The problem:
Starting at the line containing "If you would be willing to indicate the grass" and continuing through the last line, write those lines out again with "that would be much appreciated" replacing "that would be a great help" and nothing else changed.

(Data items)
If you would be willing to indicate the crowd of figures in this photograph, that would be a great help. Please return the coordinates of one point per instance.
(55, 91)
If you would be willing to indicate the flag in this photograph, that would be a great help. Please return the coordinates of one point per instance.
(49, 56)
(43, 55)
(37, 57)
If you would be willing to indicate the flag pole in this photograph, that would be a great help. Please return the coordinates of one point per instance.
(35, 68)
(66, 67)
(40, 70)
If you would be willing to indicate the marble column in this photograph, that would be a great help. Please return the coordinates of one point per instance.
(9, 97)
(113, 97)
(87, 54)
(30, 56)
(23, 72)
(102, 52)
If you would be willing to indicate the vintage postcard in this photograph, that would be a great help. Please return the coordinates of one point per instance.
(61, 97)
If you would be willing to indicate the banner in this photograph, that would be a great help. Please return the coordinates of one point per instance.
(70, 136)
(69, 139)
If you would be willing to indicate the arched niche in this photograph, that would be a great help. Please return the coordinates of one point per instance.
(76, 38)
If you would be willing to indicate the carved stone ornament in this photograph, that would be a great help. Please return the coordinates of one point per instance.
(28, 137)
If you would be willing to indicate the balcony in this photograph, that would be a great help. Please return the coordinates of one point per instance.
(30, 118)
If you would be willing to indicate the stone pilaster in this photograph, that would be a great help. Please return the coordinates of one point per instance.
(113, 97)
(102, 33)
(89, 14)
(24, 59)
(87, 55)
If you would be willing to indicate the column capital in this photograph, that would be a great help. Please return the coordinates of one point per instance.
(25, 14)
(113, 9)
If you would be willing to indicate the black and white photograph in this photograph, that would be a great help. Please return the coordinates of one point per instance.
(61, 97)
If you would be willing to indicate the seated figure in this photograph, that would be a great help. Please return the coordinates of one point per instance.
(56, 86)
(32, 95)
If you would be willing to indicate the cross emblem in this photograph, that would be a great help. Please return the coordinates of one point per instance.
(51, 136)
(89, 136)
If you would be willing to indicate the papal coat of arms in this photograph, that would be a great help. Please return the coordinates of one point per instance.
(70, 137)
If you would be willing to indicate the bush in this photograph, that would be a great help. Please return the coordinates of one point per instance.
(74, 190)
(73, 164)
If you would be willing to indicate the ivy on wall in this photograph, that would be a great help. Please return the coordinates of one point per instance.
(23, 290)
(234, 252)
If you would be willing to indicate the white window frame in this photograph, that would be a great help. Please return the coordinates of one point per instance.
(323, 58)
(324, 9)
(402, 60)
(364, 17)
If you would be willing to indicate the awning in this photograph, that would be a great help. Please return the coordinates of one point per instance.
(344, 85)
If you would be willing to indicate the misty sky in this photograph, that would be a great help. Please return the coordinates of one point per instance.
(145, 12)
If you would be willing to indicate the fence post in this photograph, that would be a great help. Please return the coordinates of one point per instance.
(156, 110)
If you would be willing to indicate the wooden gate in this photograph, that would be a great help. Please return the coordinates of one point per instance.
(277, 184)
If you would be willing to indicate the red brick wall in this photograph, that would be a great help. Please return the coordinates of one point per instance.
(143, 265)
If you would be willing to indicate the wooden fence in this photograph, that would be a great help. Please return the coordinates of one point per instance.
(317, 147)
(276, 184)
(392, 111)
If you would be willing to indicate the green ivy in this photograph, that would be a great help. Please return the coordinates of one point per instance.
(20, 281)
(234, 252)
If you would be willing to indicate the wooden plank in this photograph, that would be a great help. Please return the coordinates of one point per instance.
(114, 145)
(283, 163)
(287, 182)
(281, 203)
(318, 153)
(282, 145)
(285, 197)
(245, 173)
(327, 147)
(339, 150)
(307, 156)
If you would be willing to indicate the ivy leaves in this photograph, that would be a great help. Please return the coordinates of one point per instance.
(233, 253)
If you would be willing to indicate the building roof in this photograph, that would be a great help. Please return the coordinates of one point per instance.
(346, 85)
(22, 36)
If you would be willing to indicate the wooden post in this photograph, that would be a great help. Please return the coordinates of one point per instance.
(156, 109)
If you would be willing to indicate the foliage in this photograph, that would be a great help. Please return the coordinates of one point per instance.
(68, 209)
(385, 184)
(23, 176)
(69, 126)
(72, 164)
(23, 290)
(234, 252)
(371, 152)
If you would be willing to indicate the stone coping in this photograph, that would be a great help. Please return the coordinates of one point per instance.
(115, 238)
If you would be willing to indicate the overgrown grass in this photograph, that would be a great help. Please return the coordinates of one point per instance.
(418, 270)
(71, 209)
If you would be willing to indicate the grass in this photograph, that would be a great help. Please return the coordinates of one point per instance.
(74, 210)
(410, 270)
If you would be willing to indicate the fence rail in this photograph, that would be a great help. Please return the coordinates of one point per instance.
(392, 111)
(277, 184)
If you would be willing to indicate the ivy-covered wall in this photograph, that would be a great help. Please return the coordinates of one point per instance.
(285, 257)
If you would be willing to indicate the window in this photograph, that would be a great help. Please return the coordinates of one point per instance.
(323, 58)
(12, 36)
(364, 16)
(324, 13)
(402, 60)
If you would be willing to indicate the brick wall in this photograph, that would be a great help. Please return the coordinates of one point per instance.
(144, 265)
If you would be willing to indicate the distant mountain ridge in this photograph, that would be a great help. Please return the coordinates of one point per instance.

The answer:
If you would be willing to indicate the grass in this photograph, that would be much appreciated. Please return the coordinates of one point per instance.
(74, 210)
(410, 270)
If you would be willing to indicate the fence rail in this photograph, that would be much appreciated. Please return the coordinates of one point per instance.
(392, 111)
(277, 184)
If you would be willing to indicate the ivy-covered wall in this photograph, that would be much appreciated. Please return the coordinates of one point per instance.
(285, 257)
If you would be willing to indicate the window in this photograph, that would be much appreciated. Please return the coordinates of one point per instance.
(323, 58)
(12, 36)
(364, 16)
(324, 13)
(402, 60)
If you would be willing to indicate the brick wall in this photograph, that would be much appreciated. Please return the coordinates of one point per instance.
(144, 265)
If you would be willing to indicate the distant mountain ridge in this photograph, that would be much appreciated. Please return the coordinates of one point per instance.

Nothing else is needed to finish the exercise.